> [ENTRIES SUPPLIED]

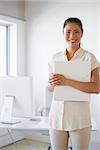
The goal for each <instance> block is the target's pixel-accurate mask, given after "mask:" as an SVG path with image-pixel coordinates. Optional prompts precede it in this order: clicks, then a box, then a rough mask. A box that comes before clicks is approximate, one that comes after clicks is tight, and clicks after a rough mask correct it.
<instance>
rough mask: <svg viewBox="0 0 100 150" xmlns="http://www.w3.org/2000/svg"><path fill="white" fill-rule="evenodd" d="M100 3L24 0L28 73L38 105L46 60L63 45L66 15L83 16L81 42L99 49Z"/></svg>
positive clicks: (44, 85) (39, 100)
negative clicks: (26, 39) (24, 4)
mask: <svg viewBox="0 0 100 150" xmlns="http://www.w3.org/2000/svg"><path fill="white" fill-rule="evenodd" d="M99 5H100V4H99V3H98V4H96V3H93V4H92V3H83V4H82V3H77V4H74V3H47V2H44V3H43V2H42V3H39V2H31V1H30V2H26V7H25V8H26V9H25V12H26V21H27V25H26V29H27V40H26V48H27V74H28V75H32V76H33V78H34V99H35V102H36V106H37V108H38V107H39V106H41V105H43V104H44V100H45V85H46V81H47V79H48V61H49V59H50V57H51V55H52V54H53V53H55V52H57V51H60V50H63V49H64V48H65V42H64V40H63V35H62V26H63V22H64V20H65V19H66V18H68V17H71V16H74V17H79V18H80V19H81V20H82V22H83V26H84V36H83V40H82V46H83V47H84V48H85V49H87V50H89V51H91V52H92V53H94V54H97V53H98V51H99V47H100V44H99V40H98V39H99V38H100V35H99V34H98V31H99V30H100V29H99V25H100V21H98V10H99ZM98 22H99V25H98ZM98 58H99V57H98ZM99 60H100V58H99ZM96 99H97V97H96Z"/></svg>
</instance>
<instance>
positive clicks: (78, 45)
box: [64, 23, 83, 48]
mask: <svg viewBox="0 0 100 150" xmlns="http://www.w3.org/2000/svg"><path fill="white" fill-rule="evenodd" d="M82 35H83V32H82V30H81V29H80V27H79V25H78V24H77V23H68V24H67V25H66V26H65V28H64V39H65V41H66V42H67V44H68V47H69V48H74V47H79V44H80V41H81V38H82Z"/></svg>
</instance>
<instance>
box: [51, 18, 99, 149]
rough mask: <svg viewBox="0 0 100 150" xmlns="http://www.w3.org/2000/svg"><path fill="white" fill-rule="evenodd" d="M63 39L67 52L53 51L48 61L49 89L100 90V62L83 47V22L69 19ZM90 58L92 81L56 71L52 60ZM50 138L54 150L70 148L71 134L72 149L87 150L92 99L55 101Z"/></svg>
mask: <svg viewBox="0 0 100 150" xmlns="http://www.w3.org/2000/svg"><path fill="white" fill-rule="evenodd" d="M63 34H64V39H65V41H66V43H67V45H68V46H67V48H66V50H65V51H64V52H59V53H56V54H54V56H53V57H52V60H51V61H50V62H49V72H50V76H49V81H48V89H49V90H50V91H53V89H54V87H55V86H58V85H63V86H70V87H73V88H75V89H78V90H80V91H83V92H86V93H97V94H98V93H99V92H100V81H99V71H98V70H99V67H100V63H99V62H98V61H97V59H96V57H95V56H94V55H93V54H92V53H90V52H88V51H86V50H84V49H83V48H81V46H80V43H81V38H82V36H83V27H82V22H81V20H80V19H78V18H68V19H67V20H65V22H64V25H63ZM59 60H60V61H64V62H66V61H67V62H68V61H73V60H82V61H85V60H90V62H91V80H90V82H80V81H75V80H72V79H69V78H67V77H65V76H63V75H61V74H53V69H52V68H53V63H54V62H55V61H59ZM49 123H50V140H51V146H52V150H68V140H69V137H70V140H71V146H72V149H73V150H88V148H89V141H90V135H91V116H90V107H89V102H88V101H85V102H84V103H83V102H79V101H75V102H71V101H55V100H53V101H52V104H51V109H50V114H49Z"/></svg>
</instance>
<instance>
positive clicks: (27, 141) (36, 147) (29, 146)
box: [0, 139, 49, 150]
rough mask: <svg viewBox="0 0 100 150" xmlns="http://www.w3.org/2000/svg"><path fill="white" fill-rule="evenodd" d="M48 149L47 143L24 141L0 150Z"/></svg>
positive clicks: (5, 147) (11, 145) (6, 146)
mask: <svg viewBox="0 0 100 150" xmlns="http://www.w3.org/2000/svg"><path fill="white" fill-rule="evenodd" d="M48 147H49V144H47V143H43V142H38V141H33V140H26V139H25V140H22V141H18V142H16V143H14V144H11V145H8V146H5V147H3V148H0V150H48Z"/></svg>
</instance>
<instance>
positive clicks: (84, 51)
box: [82, 48, 96, 59]
mask: <svg viewBox="0 0 100 150" xmlns="http://www.w3.org/2000/svg"><path fill="white" fill-rule="evenodd" d="M82 51H83V54H84V55H85V56H87V57H88V58H90V59H96V56H95V55H94V54H93V53H91V52H90V51H88V50H85V49H83V48H82Z"/></svg>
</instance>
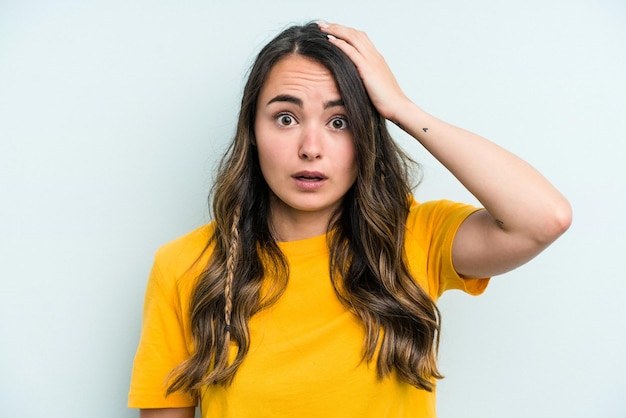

> [EXERCISE GOAL] From the first line of the entries above down to the line holding "box: [51, 18, 99, 149]", quote each line exactly and nothing else, skipping pictures.

> [COMPLETED EXERCISE]
The goal for each <instance> block is the target's pixel-accurate mask, given after "mask:" as an SVG path with image-pixel coordinates. Optional prompts precede it in this order: clicks, then a box, then a rough mask. A box that comes before clicks is approximate, one that comes after clicks is tight, and clicks after a rough mask correct it.
<instance>
rough mask: <svg viewBox="0 0 100 150" xmlns="http://www.w3.org/2000/svg"><path fill="white" fill-rule="evenodd" d="M100 3L24 0L28 73L38 105L46 60L63 45L66 15L83 16L81 42L99 49Z"/></svg>
positive clicks: (44, 85) (39, 100)
negative clicks: (26, 39) (24, 4)
mask: <svg viewBox="0 0 100 150" xmlns="http://www.w3.org/2000/svg"><path fill="white" fill-rule="evenodd" d="M99 5H100V4H99V3H98V4H96V3H93V4H92V3H83V4H82V3H77V4H74V3H47V2H44V3H43V2H42V3H39V2H31V1H30V2H26V7H25V8H26V9H25V12H26V21H27V25H26V29H27V40H26V48H27V74H28V75H32V76H33V78H34V99H35V102H36V106H37V108H38V107H39V106H41V105H43V104H44V100H45V85H46V81H47V79H48V61H49V59H50V57H51V55H52V54H53V53H55V52H57V51H60V50H63V49H64V48H65V42H64V40H63V35H62V26H63V22H64V20H65V19H66V18H68V17H71V16H74V17H79V18H80V19H81V20H82V22H83V26H84V36H83V40H82V46H83V47H84V48H85V49H87V50H89V51H91V52H92V53H94V54H97V53H98V51H99V47H100V44H99V40H98V39H99V38H100V35H99V34H98V31H99V30H100V29H99V25H100V21H98V10H99ZM98 22H99V25H98ZM98 58H99V57H98ZM99 60H100V58H99ZM96 99H97V97H96Z"/></svg>
</instance>
<instance>
positive clicks: (78, 45)
box: [64, 23, 83, 48]
mask: <svg viewBox="0 0 100 150" xmlns="http://www.w3.org/2000/svg"><path fill="white" fill-rule="evenodd" d="M82 35H83V32H82V30H81V29H80V27H79V25H78V24H77V23H68V24H67V25H66V26H65V28H64V39H65V41H66V42H67V44H68V47H69V48H74V47H79V44H80V41H81V38H82Z"/></svg>
</instance>
<instance>
box: [51, 18, 99, 149]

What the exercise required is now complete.